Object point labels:
┌────────

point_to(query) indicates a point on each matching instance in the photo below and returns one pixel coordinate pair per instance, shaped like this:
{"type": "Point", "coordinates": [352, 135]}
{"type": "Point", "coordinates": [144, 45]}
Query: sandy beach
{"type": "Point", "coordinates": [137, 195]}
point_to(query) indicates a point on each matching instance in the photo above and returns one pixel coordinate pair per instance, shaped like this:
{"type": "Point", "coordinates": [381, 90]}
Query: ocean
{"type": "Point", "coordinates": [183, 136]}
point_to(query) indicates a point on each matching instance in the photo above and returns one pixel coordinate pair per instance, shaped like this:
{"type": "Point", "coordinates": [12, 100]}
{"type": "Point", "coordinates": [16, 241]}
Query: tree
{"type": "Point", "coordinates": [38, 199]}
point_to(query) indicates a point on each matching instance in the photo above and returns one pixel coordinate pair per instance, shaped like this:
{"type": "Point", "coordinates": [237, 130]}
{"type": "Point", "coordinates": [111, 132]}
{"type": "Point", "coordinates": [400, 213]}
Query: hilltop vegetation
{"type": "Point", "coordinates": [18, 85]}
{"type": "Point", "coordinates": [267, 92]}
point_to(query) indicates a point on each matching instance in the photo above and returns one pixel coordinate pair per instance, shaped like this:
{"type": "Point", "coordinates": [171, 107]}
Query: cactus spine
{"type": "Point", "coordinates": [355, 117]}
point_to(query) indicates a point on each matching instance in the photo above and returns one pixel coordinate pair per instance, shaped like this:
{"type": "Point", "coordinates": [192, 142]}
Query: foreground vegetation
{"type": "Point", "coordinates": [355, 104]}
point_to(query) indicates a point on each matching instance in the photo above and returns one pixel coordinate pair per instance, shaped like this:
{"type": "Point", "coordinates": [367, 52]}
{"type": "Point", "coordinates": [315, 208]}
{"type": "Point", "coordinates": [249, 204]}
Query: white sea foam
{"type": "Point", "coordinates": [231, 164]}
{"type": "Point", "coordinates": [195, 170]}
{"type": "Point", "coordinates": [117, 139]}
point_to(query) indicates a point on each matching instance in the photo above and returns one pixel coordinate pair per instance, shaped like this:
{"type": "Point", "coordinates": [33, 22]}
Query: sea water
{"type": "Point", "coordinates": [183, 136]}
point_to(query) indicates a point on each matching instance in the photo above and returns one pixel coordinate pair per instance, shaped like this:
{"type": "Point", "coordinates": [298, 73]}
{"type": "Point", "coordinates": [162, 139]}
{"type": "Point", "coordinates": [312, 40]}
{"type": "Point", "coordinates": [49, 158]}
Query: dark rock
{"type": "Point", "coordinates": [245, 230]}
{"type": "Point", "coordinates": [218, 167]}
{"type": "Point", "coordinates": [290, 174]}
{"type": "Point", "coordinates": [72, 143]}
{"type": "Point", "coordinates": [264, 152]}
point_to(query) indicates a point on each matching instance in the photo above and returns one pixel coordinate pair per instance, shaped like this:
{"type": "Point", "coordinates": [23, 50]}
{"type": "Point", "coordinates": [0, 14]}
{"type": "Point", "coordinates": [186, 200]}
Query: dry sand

└────────

__What you will do__: Type out the entries again, word for word.

__Exercise answer__:
point_to(query) indicates a point on each matching instance in the photo below and returns one pixel coordinate pair per instance, shaped like this:
{"type": "Point", "coordinates": [352, 135]}
{"type": "Point", "coordinates": [144, 45]}
Query: sandy beach
{"type": "Point", "coordinates": [137, 195]}
point_to(query) indicates a point on each matching instance in the photo above and returns one pixel coordinate pair per instance, shaped like this:
{"type": "Point", "coordinates": [381, 90]}
Query: ocean
{"type": "Point", "coordinates": [183, 136]}
point_to(query) indicates a point on each matching instance in the photo above and returns one pixel coordinate pair per instance, shaped like this:
{"type": "Point", "coordinates": [12, 100]}
{"type": "Point", "coordinates": [16, 241]}
Query: tree
{"type": "Point", "coordinates": [38, 199]}
point_to(query) indicates a point on each matching instance in the photo above and returns one pixel coordinate pair per instance, shaped like this:
{"type": "Point", "coordinates": [237, 130]}
{"type": "Point", "coordinates": [111, 132]}
{"type": "Point", "coordinates": [400, 213]}
Query: hilltop vegetation
{"type": "Point", "coordinates": [18, 85]}
{"type": "Point", "coordinates": [267, 92]}
point_to(query) indicates a point on each matching instance in the photo above and returns one pixel coordinate pair per instance, shaped like this:
{"type": "Point", "coordinates": [171, 107]}
Query: cactus spine
{"type": "Point", "coordinates": [355, 117]}
point_to(query) indicates a point on each matching instance in the photo above and returns one pixel coordinate pair per instance, shaped like this:
{"type": "Point", "coordinates": [192, 142]}
Query: foreground vegetation
{"type": "Point", "coordinates": [355, 104]}
point_to(query) indicates a point on each matching instance in the photo above and returns one pixel coordinate pair per instance, shaped like this:
{"type": "Point", "coordinates": [367, 52]}
{"type": "Point", "coordinates": [315, 208]}
{"type": "Point", "coordinates": [249, 204]}
Query: white sea foam
{"type": "Point", "coordinates": [231, 164]}
{"type": "Point", "coordinates": [195, 170]}
{"type": "Point", "coordinates": [117, 139]}
point_to(query) indicates a point on each matching instance in the photo above and returns one pixel coordinate pair per instance, shaped like this:
{"type": "Point", "coordinates": [33, 22]}
Query: sea water
{"type": "Point", "coordinates": [183, 136]}
point_to(query) indicates a point on each matching instance in the photo above and returns one pixel coordinate pair per instance, shaped like this:
{"type": "Point", "coordinates": [298, 73]}
{"type": "Point", "coordinates": [162, 139]}
{"type": "Point", "coordinates": [312, 40]}
{"type": "Point", "coordinates": [49, 158]}
Query: dark rock
{"type": "Point", "coordinates": [245, 230]}
{"type": "Point", "coordinates": [218, 167]}
{"type": "Point", "coordinates": [290, 174]}
{"type": "Point", "coordinates": [72, 143]}
{"type": "Point", "coordinates": [264, 152]}
point_to(query) indicates a point on each matching instance in the photo above and returns one pixel coordinate pair per instance, shaped like this:
{"type": "Point", "coordinates": [23, 50]}
{"type": "Point", "coordinates": [0, 14]}
{"type": "Point", "coordinates": [186, 200]}
Query: dry sand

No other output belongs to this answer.